• _TASKS TO PERFORM_:
1. Answer these questions from the Keras text classification tutorial:
(a) What is Keras described as?
(b) Where are the Stack Overflow questions and tags available?
(c) How many examples are reserved for testing the model?
2. Extend the Keras text classification tutorial past its final sentence.

• _EXCERPTED PASSAGE_:

============================================================

Data Analytics

Intro to text classification with Keras: automatically tagging Stack Overflow posts

As humans, our brains can easily read a piece of text and extract the topic, tone, and sentiment. Up until just a few years ago, teaching a computer to do the same thing required extensive machine learning expertise and access to powerful computing resources. Now, frameworks like TensorFlow are helping to simplify the process of building machine learning models, and making it more accessible to developers with no background in ML.

In this post, we’ll show you how to build a simple model to predict the tag of a Stack Overflow question. We’ll solve this text classification problem using Keras, a high-level API built in to TensorFlow.

You can find the complete code for this post on GitHub.

Getting the comment data

Data is at the core of any machine learning problem. To build our text classification model, we’ll need to train it on a large dataset of Stack Overflow questions. After training our model, we’ll also need a test dataset to check its accuracy with data it has never seen before. Our first step is getting the Stack Overflow questions and tags. This data is available in BigQuery as a public dataset.

We’ll have our model classify Stack Overflow posts from the top 20 tags. To keep things simple, we only selected posts with a single tag. We’ll train the model on 2000 comments from each of the 20 tags, so our dataset will include 40,000 examples in total. We’ll reserve 20% of this data (8,000 examples) for testing our model.

With this SQL query, we can extract our data from BigQuery (we’ll split it into training, validation, and test sets later). You can also view the query on GitHub.

============================================================

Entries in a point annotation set
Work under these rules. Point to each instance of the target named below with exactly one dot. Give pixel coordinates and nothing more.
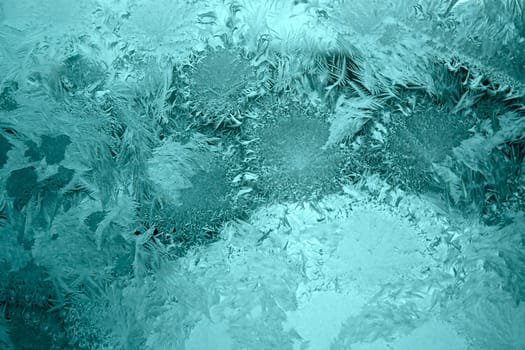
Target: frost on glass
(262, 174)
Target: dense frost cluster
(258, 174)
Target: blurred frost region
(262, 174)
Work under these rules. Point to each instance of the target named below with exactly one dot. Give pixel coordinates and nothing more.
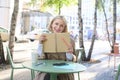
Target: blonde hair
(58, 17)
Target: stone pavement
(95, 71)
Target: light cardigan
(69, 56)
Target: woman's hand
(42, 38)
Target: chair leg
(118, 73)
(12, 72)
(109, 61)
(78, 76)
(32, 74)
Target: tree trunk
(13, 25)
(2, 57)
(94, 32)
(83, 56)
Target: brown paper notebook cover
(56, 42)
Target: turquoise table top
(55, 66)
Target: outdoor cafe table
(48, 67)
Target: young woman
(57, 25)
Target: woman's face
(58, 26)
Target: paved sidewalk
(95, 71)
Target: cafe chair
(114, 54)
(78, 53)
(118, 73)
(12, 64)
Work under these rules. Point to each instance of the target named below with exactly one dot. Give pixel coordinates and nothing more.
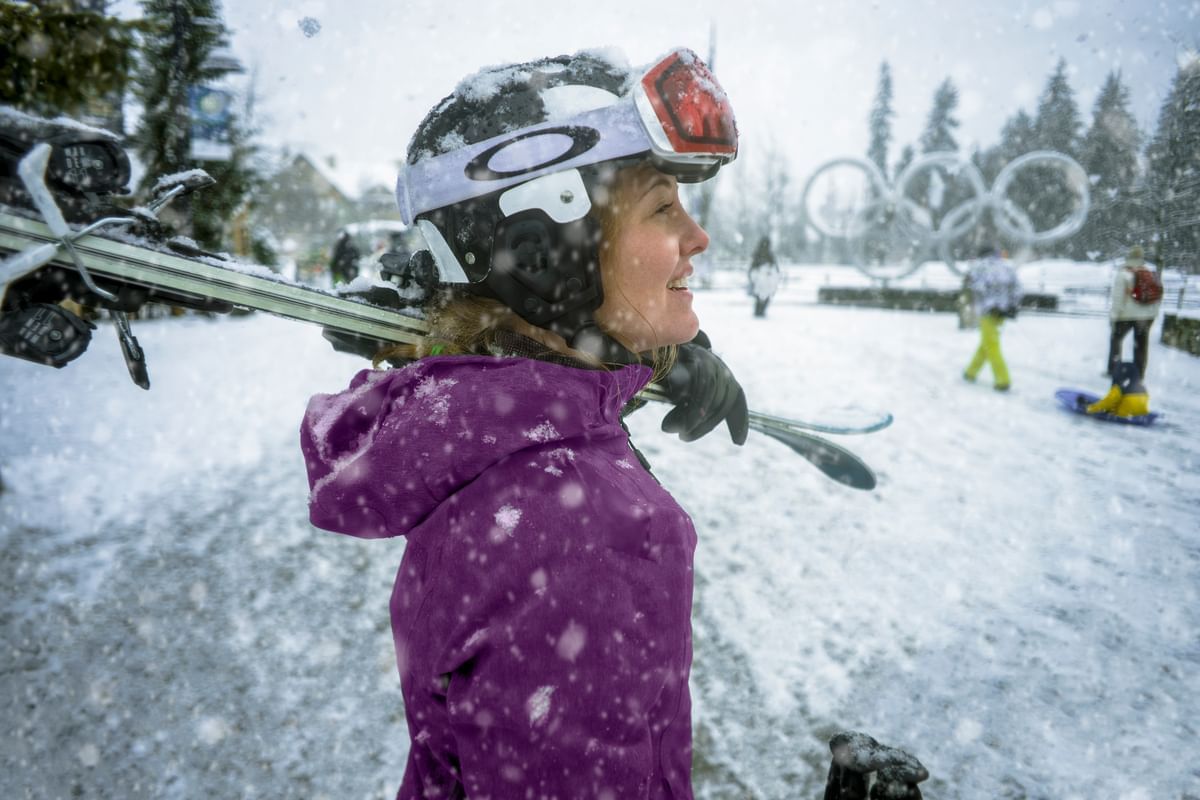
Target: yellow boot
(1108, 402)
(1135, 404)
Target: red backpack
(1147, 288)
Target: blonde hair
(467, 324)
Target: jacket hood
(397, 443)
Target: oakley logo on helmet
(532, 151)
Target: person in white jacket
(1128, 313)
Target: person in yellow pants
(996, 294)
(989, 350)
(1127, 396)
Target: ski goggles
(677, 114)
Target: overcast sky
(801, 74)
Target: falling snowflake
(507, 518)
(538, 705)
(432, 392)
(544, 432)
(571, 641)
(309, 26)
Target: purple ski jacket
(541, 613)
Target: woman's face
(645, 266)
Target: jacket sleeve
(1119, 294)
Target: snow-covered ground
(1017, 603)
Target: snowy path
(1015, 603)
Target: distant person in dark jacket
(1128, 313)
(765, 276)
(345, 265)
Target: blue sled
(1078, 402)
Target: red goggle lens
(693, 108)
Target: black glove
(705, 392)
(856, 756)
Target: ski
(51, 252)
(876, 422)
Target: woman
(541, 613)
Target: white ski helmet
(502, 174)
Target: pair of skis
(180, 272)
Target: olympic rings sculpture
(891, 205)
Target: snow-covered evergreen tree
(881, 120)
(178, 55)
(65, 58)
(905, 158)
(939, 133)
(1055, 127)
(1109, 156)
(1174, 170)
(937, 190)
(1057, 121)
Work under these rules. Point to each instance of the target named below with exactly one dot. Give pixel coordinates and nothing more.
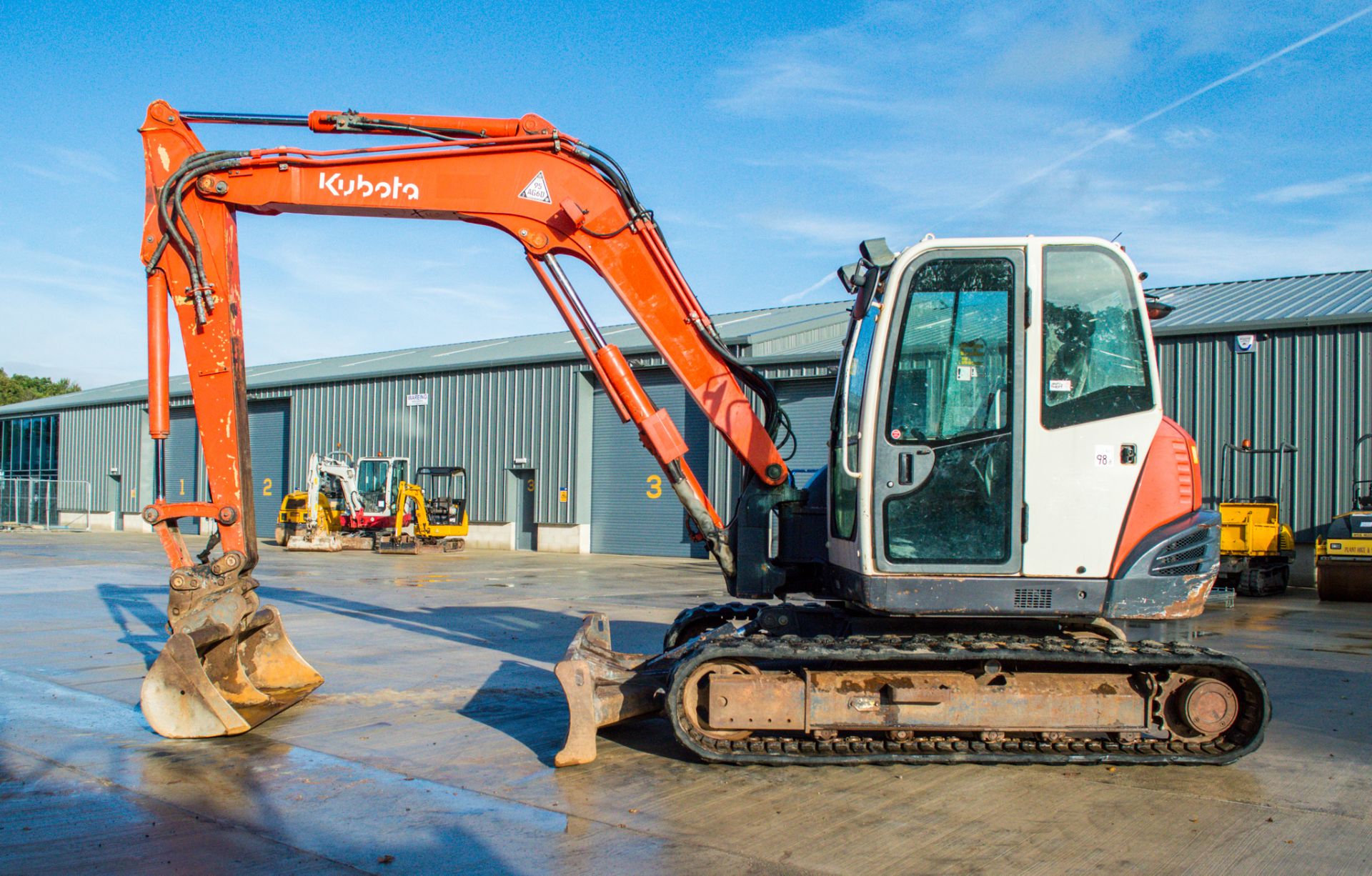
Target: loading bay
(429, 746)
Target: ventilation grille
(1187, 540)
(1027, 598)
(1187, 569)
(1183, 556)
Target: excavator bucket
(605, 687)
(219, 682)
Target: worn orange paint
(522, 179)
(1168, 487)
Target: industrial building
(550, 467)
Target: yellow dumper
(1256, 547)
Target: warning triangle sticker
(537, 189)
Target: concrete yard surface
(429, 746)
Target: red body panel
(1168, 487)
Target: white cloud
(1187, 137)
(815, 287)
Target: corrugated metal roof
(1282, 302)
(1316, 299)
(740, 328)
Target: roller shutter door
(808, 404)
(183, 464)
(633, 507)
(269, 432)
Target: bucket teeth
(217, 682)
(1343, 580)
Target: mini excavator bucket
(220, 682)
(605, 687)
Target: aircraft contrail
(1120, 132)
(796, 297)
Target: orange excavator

============================================================

• _ANSWERS BELOW_:
1.
(a) A high-level API built in to TensorFlow.
(b) In BigQuery, as a public dataset.
(c) 8,000 examples, which is 20% of the data.

2.
The data in BigQuery looks like this:


BigQuery makes it easy to download the output of this query as a CSV by clicking on the “Download as CSV” option above our results:


Now that we have our data in a CSV file, we’re ready to format it for our model.

Bag of words model

Preprocessing data

We’ll use a simple Bag of Words model to classify questions. This type of model takes the collection of words in each post as input. It will be able to determine whether each word appears in a post, but it won’t understand grammar or sequence  (think of the inputs as a bag of Scrabble tiles, where each tile represents a word). For example, our model will be able to understand that the words “screen” and “listview” are frequently tagged as Android, but it won’t know anything about the order in which they frequently appear.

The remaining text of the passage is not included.